What you have to do:
Arrange the listing's lines as a JSON list of strings, one string per line with blank lines omitted. Cover only the part running from the first line of the listing through the line containing "(684, 1021)", with both of those lines included.

___ Records shown ___

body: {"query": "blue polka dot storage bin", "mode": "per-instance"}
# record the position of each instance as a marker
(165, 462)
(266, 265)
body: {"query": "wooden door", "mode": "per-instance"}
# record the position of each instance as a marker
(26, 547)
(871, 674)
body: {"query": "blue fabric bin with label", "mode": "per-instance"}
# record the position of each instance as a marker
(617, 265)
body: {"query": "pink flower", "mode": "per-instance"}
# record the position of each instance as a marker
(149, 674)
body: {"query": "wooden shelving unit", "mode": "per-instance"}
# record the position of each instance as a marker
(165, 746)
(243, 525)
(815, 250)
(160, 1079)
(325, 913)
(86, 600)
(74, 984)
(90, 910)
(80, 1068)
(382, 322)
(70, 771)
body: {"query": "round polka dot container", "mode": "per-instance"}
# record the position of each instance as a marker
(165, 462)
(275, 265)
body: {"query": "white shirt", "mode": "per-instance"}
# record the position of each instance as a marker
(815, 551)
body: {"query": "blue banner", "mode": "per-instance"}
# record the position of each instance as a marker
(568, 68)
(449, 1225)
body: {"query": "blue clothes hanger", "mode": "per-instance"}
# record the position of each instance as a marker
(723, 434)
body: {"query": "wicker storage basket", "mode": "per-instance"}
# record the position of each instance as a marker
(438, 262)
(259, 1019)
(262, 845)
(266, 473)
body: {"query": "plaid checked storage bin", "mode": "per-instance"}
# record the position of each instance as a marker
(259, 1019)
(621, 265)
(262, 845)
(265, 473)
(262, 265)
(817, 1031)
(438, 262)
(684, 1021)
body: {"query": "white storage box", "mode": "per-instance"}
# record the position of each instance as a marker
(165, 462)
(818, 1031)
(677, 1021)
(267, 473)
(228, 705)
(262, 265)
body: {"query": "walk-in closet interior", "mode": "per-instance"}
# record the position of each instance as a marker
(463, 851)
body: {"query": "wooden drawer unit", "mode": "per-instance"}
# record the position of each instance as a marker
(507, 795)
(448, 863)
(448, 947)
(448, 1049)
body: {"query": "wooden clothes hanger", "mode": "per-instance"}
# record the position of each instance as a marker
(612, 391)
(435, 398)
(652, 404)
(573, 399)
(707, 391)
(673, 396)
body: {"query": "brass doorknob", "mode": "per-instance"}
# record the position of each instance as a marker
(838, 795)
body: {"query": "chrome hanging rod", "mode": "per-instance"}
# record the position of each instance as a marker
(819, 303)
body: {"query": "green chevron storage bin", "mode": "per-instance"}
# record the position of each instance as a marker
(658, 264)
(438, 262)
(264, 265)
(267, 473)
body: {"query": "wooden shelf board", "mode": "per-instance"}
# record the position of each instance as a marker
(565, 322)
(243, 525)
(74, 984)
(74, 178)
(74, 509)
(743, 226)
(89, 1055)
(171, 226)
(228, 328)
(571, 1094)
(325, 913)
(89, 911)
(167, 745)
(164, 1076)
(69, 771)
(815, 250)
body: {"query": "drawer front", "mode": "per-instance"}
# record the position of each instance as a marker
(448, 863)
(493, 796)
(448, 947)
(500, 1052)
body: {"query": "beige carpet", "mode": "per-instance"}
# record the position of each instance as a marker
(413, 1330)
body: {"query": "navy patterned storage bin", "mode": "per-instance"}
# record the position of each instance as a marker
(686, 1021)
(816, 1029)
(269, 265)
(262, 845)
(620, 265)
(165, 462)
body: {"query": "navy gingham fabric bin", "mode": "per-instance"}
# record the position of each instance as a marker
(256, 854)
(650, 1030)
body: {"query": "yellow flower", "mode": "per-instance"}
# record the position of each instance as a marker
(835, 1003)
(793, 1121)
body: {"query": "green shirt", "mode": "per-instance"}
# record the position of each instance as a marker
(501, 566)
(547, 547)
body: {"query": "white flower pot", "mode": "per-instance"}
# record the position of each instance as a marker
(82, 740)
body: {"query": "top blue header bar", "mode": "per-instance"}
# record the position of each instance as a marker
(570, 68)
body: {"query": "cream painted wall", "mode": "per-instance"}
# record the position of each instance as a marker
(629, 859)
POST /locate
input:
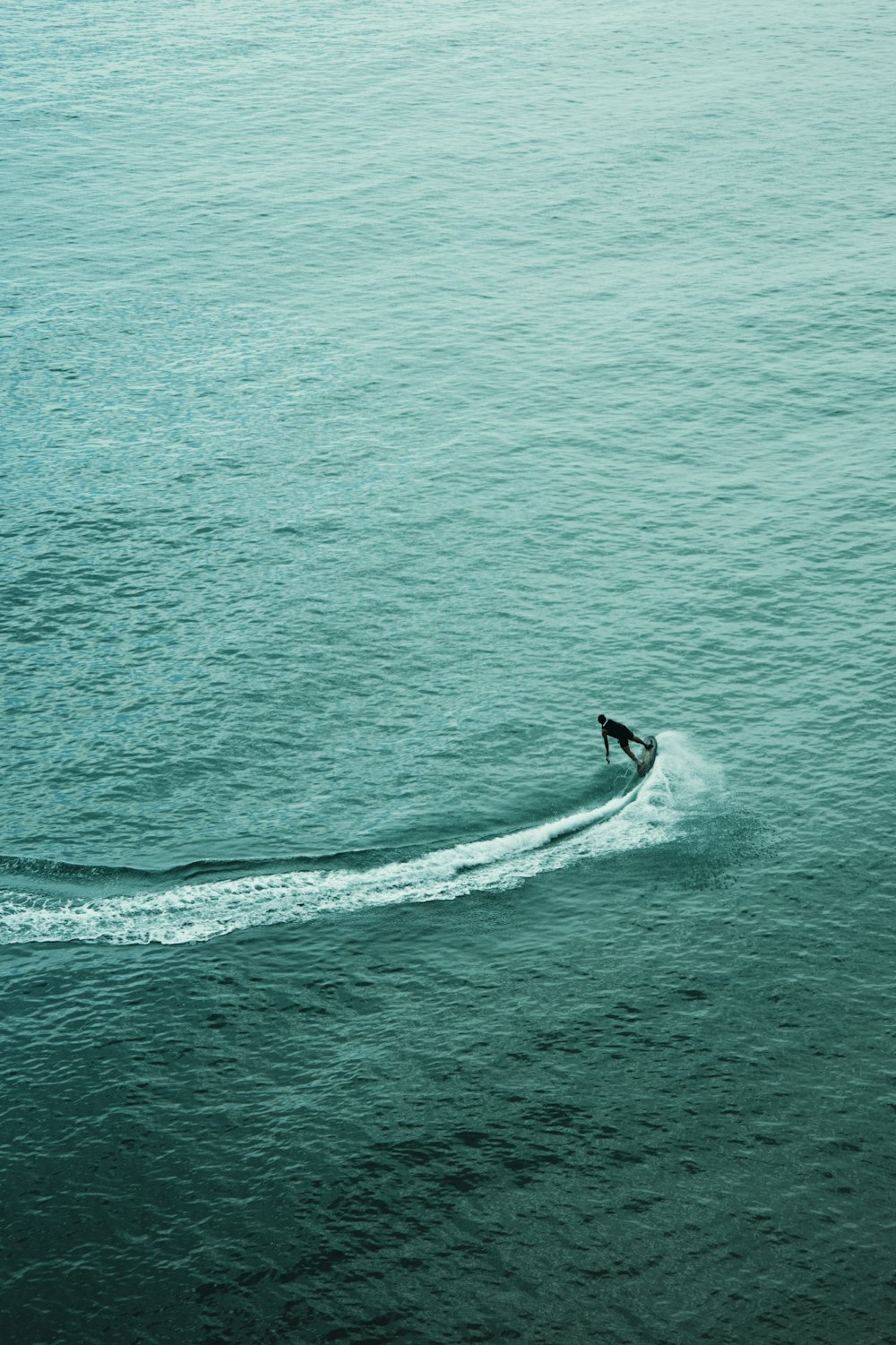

___

Expected output:
[
  "body: {\"query\": \"blue polka dot storage bin\", \"mode\": \"per-instance\"}",
  "# record the position of each instance as a marker",
  "(165, 462)",
  "(266, 265)",
  "body: {\"query\": \"wooden door\", \"mode\": \"per-instance\"}",
  "# record the position of each instance as a marker",
  "(26, 547)",
  "(871, 674)",
  "body: {\"query\": \"blue fabric bin with label\", \"mode\": \"per-instance\"}",
  "# record the position of each instance as a marker",
  "(617, 265)",
  "body: {\"query\": \"pink flower\", \"mode\": \"per-instance\"}",
  "# record the position of each instance as a marker",
  "(149, 674)",
  "body: {\"query\": \"wooden shelving unit\", \"mode\": \"per-instance\"}",
  "# record the position of each instance as a marker",
  "(165, 746)",
  "(243, 525)",
  "(815, 250)",
  "(160, 1079)",
  "(325, 913)",
  "(86, 600)",
  "(74, 984)",
  "(90, 910)",
  "(80, 1068)",
  "(382, 322)",
  "(70, 771)",
  "body: {\"query\": \"round polka dot container\", \"mode\": \"per-instance\"}",
  "# record the position of each instance as a marker",
  "(165, 462)",
  "(275, 265)",
  "body: {\"query\": \"white shirt\", \"mode\": \"per-instance\"}",
  "# record the position of each instance as a marker",
  "(815, 551)",
  "body: {\"query\": \"blue banner\", \"mode\": \"per-instance\"}",
  "# record the position of each instance as a marker",
  "(568, 68)",
  "(449, 1225)",
  "body: {\"query\": \"blue clothes hanger\", \"mode\": \"per-instance\"}",
  "# record the position of each instance as a marker",
  "(723, 434)",
  "body: {\"query\": \"wicker storage basket\", \"mode\": \"per-instance\"}",
  "# record the position of each instance as a marker",
  "(438, 262)",
  "(259, 1019)",
  "(262, 845)",
  "(266, 473)",
  "body: {\"query\": \"plaid checked storage bin\", \"mode\": \"per-instance\"}",
  "# record the position of each instance as a marker",
  "(259, 1019)",
  "(621, 265)",
  "(262, 845)",
  "(265, 473)",
  "(262, 265)",
  "(817, 1031)",
  "(438, 262)",
  "(684, 1021)"
]